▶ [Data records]
+++
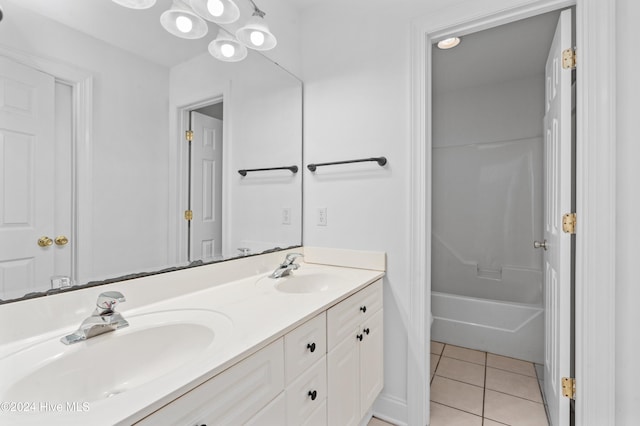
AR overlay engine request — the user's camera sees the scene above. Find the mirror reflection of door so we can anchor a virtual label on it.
[0,57,72,299]
[188,102,223,262]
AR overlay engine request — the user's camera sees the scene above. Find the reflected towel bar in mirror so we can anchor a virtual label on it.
[238,166,298,176]
[307,157,387,172]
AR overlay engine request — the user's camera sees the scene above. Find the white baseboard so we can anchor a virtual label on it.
[373,394,408,426]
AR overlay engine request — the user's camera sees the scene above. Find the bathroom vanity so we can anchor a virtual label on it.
[0,248,385,425]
+++
▶ [Aim of the exercise]
Reproduce the data above, starting with the line containing "Find the reflected" and continuing through the line containing "[373,394,408,426]", with every line included. Add 83 to each bounding box coordinate in the answers.

▶ [Solution]
AR overlay engine request — the user's camera sees the scene above. Find the reflected towel bar in mirror so we can anchor a virtual label on it.
[321,249,381,259]
[390,240,470,255]
AR overlay engine request — the user's camera sees the scene above. Find the white baseboard so we can anchor a virtual label on it.
[456,477,491,509]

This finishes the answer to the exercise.